● **Prompt**
Can you repeat the material below with every "give the coordinates" swapped for "report the coordinates" and nothing else altered?

● **Material for this exercise**
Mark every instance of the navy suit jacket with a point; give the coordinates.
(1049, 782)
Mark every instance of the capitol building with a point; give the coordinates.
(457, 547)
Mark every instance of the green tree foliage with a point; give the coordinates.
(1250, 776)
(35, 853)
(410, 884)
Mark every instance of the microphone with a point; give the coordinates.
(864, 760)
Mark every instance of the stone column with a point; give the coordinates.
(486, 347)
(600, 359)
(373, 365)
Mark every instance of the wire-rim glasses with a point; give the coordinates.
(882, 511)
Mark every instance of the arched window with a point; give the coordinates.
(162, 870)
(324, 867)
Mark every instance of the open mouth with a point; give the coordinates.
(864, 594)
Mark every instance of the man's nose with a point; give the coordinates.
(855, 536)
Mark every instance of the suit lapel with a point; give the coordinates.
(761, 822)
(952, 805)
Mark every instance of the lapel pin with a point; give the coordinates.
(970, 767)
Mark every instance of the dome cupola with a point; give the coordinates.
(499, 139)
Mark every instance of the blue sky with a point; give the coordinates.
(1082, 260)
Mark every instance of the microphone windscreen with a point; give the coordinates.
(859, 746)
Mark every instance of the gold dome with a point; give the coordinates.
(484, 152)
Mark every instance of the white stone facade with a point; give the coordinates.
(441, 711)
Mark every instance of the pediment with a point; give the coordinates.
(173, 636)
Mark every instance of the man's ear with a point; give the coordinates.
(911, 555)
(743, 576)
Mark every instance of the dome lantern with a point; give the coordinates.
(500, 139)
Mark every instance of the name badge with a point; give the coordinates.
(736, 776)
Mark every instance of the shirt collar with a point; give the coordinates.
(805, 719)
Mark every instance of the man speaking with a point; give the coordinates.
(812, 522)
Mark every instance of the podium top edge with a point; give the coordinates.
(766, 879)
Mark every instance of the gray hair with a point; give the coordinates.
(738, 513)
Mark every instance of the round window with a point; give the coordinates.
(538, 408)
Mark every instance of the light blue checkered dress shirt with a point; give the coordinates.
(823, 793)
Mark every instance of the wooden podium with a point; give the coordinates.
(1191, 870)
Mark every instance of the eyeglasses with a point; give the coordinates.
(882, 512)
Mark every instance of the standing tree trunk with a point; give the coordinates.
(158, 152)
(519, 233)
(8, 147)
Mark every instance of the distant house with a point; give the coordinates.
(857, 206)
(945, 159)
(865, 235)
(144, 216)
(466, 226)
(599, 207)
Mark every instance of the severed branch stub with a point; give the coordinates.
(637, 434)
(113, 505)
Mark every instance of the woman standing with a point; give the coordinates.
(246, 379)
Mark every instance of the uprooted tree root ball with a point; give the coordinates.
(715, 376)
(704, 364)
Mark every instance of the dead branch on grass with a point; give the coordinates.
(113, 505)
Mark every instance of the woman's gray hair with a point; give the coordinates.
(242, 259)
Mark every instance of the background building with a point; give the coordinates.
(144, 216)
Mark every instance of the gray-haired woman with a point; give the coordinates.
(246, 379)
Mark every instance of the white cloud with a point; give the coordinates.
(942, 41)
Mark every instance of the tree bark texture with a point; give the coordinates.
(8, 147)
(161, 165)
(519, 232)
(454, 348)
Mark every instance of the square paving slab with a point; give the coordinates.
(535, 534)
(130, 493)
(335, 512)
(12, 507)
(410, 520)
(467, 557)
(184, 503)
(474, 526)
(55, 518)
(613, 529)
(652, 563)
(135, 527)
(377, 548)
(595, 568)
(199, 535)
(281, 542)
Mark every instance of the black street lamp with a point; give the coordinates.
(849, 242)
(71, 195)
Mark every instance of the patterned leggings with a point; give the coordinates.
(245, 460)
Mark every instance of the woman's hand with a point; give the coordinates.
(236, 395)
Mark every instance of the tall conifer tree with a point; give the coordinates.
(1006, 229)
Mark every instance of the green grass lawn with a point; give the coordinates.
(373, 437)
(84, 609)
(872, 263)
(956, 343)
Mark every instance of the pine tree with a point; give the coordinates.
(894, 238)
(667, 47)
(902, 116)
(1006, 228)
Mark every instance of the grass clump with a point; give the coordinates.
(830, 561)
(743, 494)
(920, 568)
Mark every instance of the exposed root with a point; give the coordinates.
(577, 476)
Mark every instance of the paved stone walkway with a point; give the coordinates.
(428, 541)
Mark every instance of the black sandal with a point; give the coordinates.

● **Result for this task**
Mark every instance of the navy suit jacket with a point; report the coordinates.
(1049, 782)
Mark every instance of the capitol building with a point; report the coordinates.
(457, 547)
Mark every instance of the green tree foliage with a point; report the coordinates.
(1250, 776)
(35, 853)
(410, 884)
Mark every instance of the microphone with a point; report the coordinates.
(864, 760)
Mark every instance of the stone column with a point; report the coordinates.
(486, 347)
(600, 359)
(373, 365)
Mark every instance of the wire-rim glasses with a point; report the coordinates.
(882, 511)
Mark every instance of the arched window with a point; report the coordinates.
(162, 870)
(324, 867)
Mark every instance of the open mouth with a point; report the coordinates.
(864, 594)
Mark every instance of the man's nose with a point; report the coordinates.
(855, 536)
Mark every instance of the suit lapel with a point; report the coordinates.
(761, 822)
(952, 805)
Mark every instance of the lapel pin with a point; report the coordinates.
(970, 767)
Mark every instance of the dome cupola with a point; report the coordinates.
(499, 139)
Mark every instance of the blue sky with a point; report the coordinates.
(1082, 260)
Mark every instance of the microphone windscreen with a point; report the coordinates.
(859, 746)
Mark every instance of the gold dome with a point; report the coordinates.
(484, 152)
Mark every instance of the white stone facade with a point; report the coordinates.
(441, 711)
Mark every instance of the pediment with a point; report the coordinates.
(173, 636)
Mark every instance of the man's ear with a point; report the coordinates.
(911, 555)
(743, 576)
Mark every instance of the dome lantern with a point; report the coordinates.
(500, 139)
Mark every instance of the name badge with a point; report the coordinates.
(736, 776)
Mark every instance of the shirt collar with a point; report the coordinates.
(805, 719)
Mark every instance of the man speaking with a point; report the coordinates.
(812, 522)
Mark every instance of the podium top edge with a point; report the coordinates.
(766, 879)
Mark every instance of the gray hair with a point; report the coordinates.
(738, 513)
Mark every instance of the round window with a point; report the coordinates.
(538, 408)
Mark every instance of the light blue checkered dress shirt with a point; report the coordinates.
(823, 793)
Mark every instance of the wooden podium with a point; report the coordinates.
(1191, 870)
Mark every instance of the eyeglasses with a point; report the coordinates.
(882, 512)
Mark every instance of the standing tree trunk with a point; report the coordinates.
(158, 152)
(519, 233)
(8, 147)
Mark every instance of the distant house with a point; report the coordinates.
(857, 206)
(945, 159)
(865, 235)
(144, 216)
(466, 226)
(599, 207)
Mark every instance of the severed branch stub with a point; report the coordinates.
(637, 434)
(113, 505)
Mark every instance of the woman standing with a point; report the coordinates.
(246, 379)
Mark every instance of the uprooted tree root ball with a point; report the coordinates.
(715, 376)
(704, 364)
Mark every instance of the dead branch on grass with a point; report the coordinates.
(113, 505)
Mark every instance of the woman's gray hair with a point; report the coordinates.
(242, 259)
Mark every instance of the background building with a point; report the coordinates.
(144, 216)
Mark every instance of the gray-haired woman with a point; report the coordinates.
(246, 379)
Mark every instance of the white cloud with a point; report the coordinates.
(942, 41)
Mark every instance of the tree bark texture with a point; report the coordinates.
(8, 147)
(161, 165)
(519, 232)
(454, 348)
Mark every instance of the square paving slab with a point; report the coordinates.
(535, 534)
(130, 493)
(335, 512)
(12, 507)
(410, 520)
(467, 557)
(184, 503)
(474, 526)
(55, 518)
(613, 529)
(652, 563)
(135, 527)
(377, 548)
(595, 568)
(199, 535)
(281, 542)
Mark every instance of the black street lamp with a point; report the coordinates.
(849, 242)
(71, 195)
Mark every instance of the patterned leggings with a point; report the coordinates.
(245, 460)
Mark every instance of the woman's hand with a point; report the coordinates.
(236, 395)
Mark every instance of the tall conifer tree with a point; report the coordinates.
(1006, 229)
Mark every instance of the green grass lawn with a point; report the coordinates.
(373, 437)
(84, 609)
(872, 263)
(956, 343)
Mark every instance of the pine tree with a point; report the coordinates.
(894, 238)
(667, 47)
(902, 116)
(1006, 228)
Mark every instance of the grass clump with a point; report the coordinates.
(830, 561)
(743, 494)
(920, 568)
Mark every instance of the exposed root with a point; report the coordinates.
(577, 476)
Mark every instance of the paved stone walkway with a point; report the coordinates.
(428, 541)
Mark every instance of the black sandal with a point; report the coordinates.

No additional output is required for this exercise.